Enunciado: Resuma o trecho sobre a crítica de Mário de Andrade e o evangelicalismo brasileiro em duas frases.

Trecho:
####
A crítica de Mário de Andrade tinha endereço certo: artistas plásticos, pintores, escritores, que, ao invés de participarem ativamente da vida, se envolvendo com a mesma, almejando seu progresso e o “amilhoramento do homem” e, consequentemente, da sociedade, se contentavam em apenas analisá-la, descrevê-la e retratá-la. Sendo, porém, incapazes de lutar pela concretização do mundo ideal e melhor que tanto sonhavam. “Marchem com as multidões!” Foi, então, o seu grito.
Pensando na crítica de Mário de Andrade, compreendi que uma parcela significativa do evangelicalismo brasileiro, especialmente os “históricos” e “os reformados” cometem um erro semelhante. Tais grupos que abarcam os congregacionais, presbiterianos, batistas, metodistas, luteranos, anglicanos e outros, são conhecidos e respeitados pelo labor teológico (principalmente os presbiterianos), pela sistematização doutrinária, pela ênfase no estudo da Palavra, pela seriedade de nossas Escolas Dominicais e demais instituições de ensino. No entanto, tenho percebido que apesar do “saber” que temos, fazemos muito pouco, ou, como escreveu certa vez o Rev. Neucir Valentim (ministro congregacional), em um artigo onde apontou algumas causas do fraco desempenho numérico/quantitativo dos congregacionais no Brasil, “sabemos o que dizer e temos o que dizer, mas não dizemos nada”. Conhecemos os pilares da doutrina da salvação, mas evangelizamos pouco. Conhecemos os fundamentos da doutrina do pecado, mas evitamos “os pecadores”. Dissertamos sobre o plano de redenção divina aplicável aos homens em todas as culturas, povos e épocas, mas somos indiferentes “ao clamor do mundo” e as necessidades da obra e do obreiro missionário. Aprendemos que o homem é constituído de corpo, alma e espírito (se você é tricotomista) ou corpo e alma/espírito (para você, que é dicotomista), mas somos incapazes de demonstrar paciência com os famosos irmãos “complicados” e “esquisitos”, que, com certeza, na sua igreja tem e esquecemos de que a mesma deve ser uma comunidade terapêutica, onde a psique humana não deve ser desprezada.
Lemos os manuais de escatologia e brigamos pela posição amilenista, milenista ou pré-milenista e, se não bastasse, nos enfurecemos mais ainda para argumentar em prol ou contra o pré, o meso e o pós-tribulacionismo. Tentamos desvendar o falso profeta, a besta e identificar o anticristo. Porém, vivemos como se Cristo não fosse voltar logo. Preocupamo-nos mais com bancos, galerias e ar-condicionado centrais. Não preparamos o homem contemporâneo para o real e inevitável encontro com Cristo, este sim, o tema central da escatologia. Sabemos que o sentido da palavra igreja é “chamados para fora”, mas temos uma enorme dificuldade em sair da vida interior do templo religioso e se envolver com a comunidade em que estamos inseridos. Admiramos os grandes heróis da história da igreja, mas não seguimos seus passos. Aplaudimos Lutero, mas não temos sua coragem. Lembramos de Calvino, mas não temos seu zelo pelas Escrituras. Admiramos Hudson Taylor e Willian Carey, mas não temos o mesmo desprendimento e paixão pelas almas.
####
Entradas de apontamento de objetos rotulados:
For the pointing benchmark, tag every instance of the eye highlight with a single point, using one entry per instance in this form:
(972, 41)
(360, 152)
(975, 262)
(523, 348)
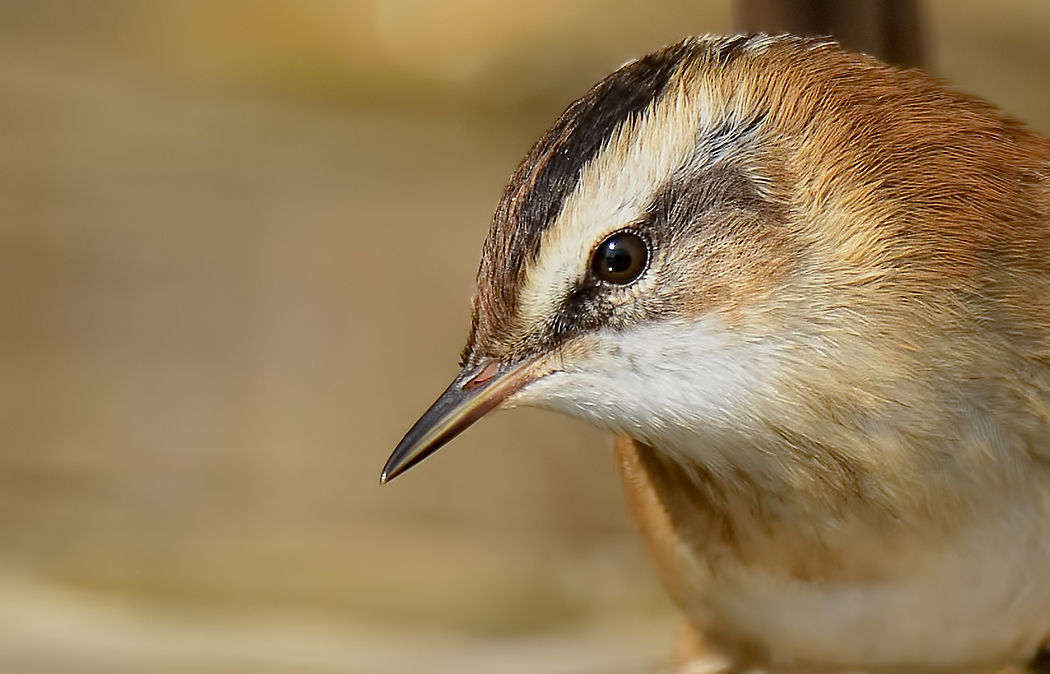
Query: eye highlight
(621, 258)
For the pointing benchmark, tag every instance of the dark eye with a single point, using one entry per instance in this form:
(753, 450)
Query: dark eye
(621, 258)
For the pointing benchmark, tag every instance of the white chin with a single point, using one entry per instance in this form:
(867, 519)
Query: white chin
(660, 382)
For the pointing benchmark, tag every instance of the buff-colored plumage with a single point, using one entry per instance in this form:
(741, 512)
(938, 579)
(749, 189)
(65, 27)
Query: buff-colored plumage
(831, 376)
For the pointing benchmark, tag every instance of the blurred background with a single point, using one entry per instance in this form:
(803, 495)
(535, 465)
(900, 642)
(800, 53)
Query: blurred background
(237, 240)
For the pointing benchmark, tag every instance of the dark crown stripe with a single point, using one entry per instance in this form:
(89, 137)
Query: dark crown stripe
(551, 169)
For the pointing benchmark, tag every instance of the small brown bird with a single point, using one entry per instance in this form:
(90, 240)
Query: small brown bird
(811, 295)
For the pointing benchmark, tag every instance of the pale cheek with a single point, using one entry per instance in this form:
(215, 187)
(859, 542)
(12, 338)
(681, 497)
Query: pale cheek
(668, 381)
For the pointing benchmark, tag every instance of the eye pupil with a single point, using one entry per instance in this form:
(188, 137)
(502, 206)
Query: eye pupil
(621, 258)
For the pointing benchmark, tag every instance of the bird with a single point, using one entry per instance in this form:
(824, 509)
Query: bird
(809, 293)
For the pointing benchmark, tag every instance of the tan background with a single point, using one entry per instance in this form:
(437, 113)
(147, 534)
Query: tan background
(236, 246)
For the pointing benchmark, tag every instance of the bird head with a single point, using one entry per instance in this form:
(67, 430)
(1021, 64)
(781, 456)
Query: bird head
(737, 245)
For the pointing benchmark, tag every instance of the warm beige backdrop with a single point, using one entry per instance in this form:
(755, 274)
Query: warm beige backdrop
(236, 246)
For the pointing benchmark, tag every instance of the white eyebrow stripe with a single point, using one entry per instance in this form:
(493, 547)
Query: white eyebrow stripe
(613, 191)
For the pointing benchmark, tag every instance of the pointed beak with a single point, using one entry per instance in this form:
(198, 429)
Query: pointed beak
(476, 392)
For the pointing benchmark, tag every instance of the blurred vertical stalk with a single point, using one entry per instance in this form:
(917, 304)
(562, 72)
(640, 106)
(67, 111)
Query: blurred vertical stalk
(888, 29)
####
Resposta: Mário de Andrade criticava artistas e escritores que apenas analisavam, descreviam e retratavam a vida em vez de participar dela e lutar pelo mundo melhor que sonhavam. De modo semelhante, parte do evangelicalismo brasileiro histórico e reformado conhece bem a doutrina, mas evangeliza pouco, evita os pecadores, tem dificuldade de se envolver com a comunidade e não segue os passos dos grandes heróis da história da igreja.